_GIVEN PROBLEM 1_
Answer these questions from the forum thread on Nim and imported C structs below, giving each answer on its own line marked (a), (b), and (c).
(a) On the writer's system, what size should Uid be, and what size is it in Nim?
(b) Which two projects does Alogani say they don't know the future development of?
(c) What name is given to the internal field through its importc pragma?
_GIVEN PROBLEM 2_
List every field name declared in the two type definitions in the code shown in the forum thread on Nim and imported C structs below.

_SELECTED EXTRACT_
[START]

I didn't realize it until now that

Nim's offsetof is also mapped to C's operator.

The field access is mapped to C's too, instead of accessing via calculated offset, which is what I used to think.

Then I just cannot give a real-world example where the fields' order of a imported struct or whether they contains union matters.

e.g. Even though in my system, Uid is of wrong size, (shall be 4, but 8 in Nim), nowadays, the code used to cause bug now works fine... (may because Nim used to calculate size itself, but now it uses C's sizeof)

Alogani commented 2 weeks ago

@litlighilit don't know about future development on Nim's NIR or nlvm project. But if Nim's import are close to C definitions, this will make life easier on future. But I don't know more than you do

litlighilit commented 2 weeks ago

For this case, there is a solution:

type Sigaction_internal {.union.} = object
    sa_handler*: proc (x: cint) {.noconv.}
    sa_sigaction*: proc (x: cint, y: ptr SigInfo, z: pointer) {.noconv.}

type Sigaction* {.importc: "struct sigaction", header: "<signal.h>", final, pure.} = object
    internal{.importc: "__sigaction_u".}: Sigaction_internal
    sa_mask*: Sigset
    sa_flags*: cint

But when it comes to anonymous union, there may be really no support yet...

[END]

_RECORDED DATA_

[START]

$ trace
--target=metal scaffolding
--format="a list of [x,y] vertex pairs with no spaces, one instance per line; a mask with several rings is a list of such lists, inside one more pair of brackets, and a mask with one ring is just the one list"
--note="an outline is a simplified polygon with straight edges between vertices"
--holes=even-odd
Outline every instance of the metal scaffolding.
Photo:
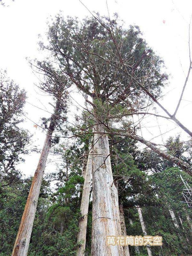
[[184,181],[180,174],[180,177],[186,188],[183,189],[182,193],[185,201],[181,202],[186,203],[189,207],[192,207],[192,188],[186,182]]

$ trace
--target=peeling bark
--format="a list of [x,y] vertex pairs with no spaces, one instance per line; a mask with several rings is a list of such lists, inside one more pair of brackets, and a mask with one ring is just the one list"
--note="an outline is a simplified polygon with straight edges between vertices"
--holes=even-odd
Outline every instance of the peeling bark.
[[51,138],[58,119],[60,100],[57,100],[54,112],[31,184],[15,240],[12,256],[26,256],[35,218],[44,171],[51,145]]
[[102,124],[96,125],[94,132],[91,255],[122,256],[122,246],[108,246],[106,242],[107,236],[121,234],[118,194],[113,180],[108,136]]
[[84,173],[84,181],[80,208],[81,216],[79,222],[79,232],[77,236],[78,246],[77,250],[77,256],[84,256],[85,255],[87,218],[92,177],[92,145],[91,145],[89,149],[86,171]]

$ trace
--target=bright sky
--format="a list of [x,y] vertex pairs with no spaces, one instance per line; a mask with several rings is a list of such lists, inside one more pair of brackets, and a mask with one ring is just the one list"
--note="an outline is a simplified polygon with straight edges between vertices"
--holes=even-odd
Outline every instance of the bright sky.
[[[82,1],[91,11],[108,15],[105,0]],[[48,104],[50,99],[40,94],[34,85],[37,80],[26,58],[38,58],[38,34],[44,36],[47,20],[50,16],[54,17],[61,10],[65,16],[76,16],[82,19],[89,13],[78,0],[4,0],[4,2],[9,6],[0,5],[0,68],[6,68],[10,77],[26,90],[29,102],[44,109],[46,108],[51,112],[52,108]],[[108,5],[110,16],[114,12],[118,13],[125,21],[125,27],[131,24],[138,25],[149,45],[164,60],[168,72],[171,74],[172,78],[169,88],[166,90],[166,92],[169,92],[163,102],[171,112],[173,112],[189,63],[188,25],[192,13],[192,1],[108,0]],[[187,86],[177,116],[190,129],[192,124],[191,82],[190,80]],[[41,117],[49,116],[50,114],[28,104],[26,109],[27,116],[32,120],[28,120],[26,127],[34,134],[35,140],[39,138],[38,142],[41,146],[44,134],[34,128],[32,121],[38,123]],[[154,124],[155,123],[156,126],[155,121]],[[152,138],[159,135],[161,132],[163,133],[175,127],[170,122],[162,120],[159,120],[159,124],[160,128],[149,127],[149,132],[145,130],[144,137]],[[149,124],[149,126],[152,126],[152,123]],[[166,134],[165,137],[180,131],[179,129],[174,129]],[[183,133],[182,135],[187,139]],[[28,156],[26,163],[20,167],[21,170],[27,174],[33,174],[38,158],[37,154]]]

[END]

_EXPECTED ANSWER 1_
(a) Uid should be 4, but it is 8 in Nim.
(b) Nim's NIR and the nlvm project.
(c) "__sigaction_u"

_EXPECTED ANSWER 2_
sa_handler
sa_sigaction
internal
sa_mask
sa_flags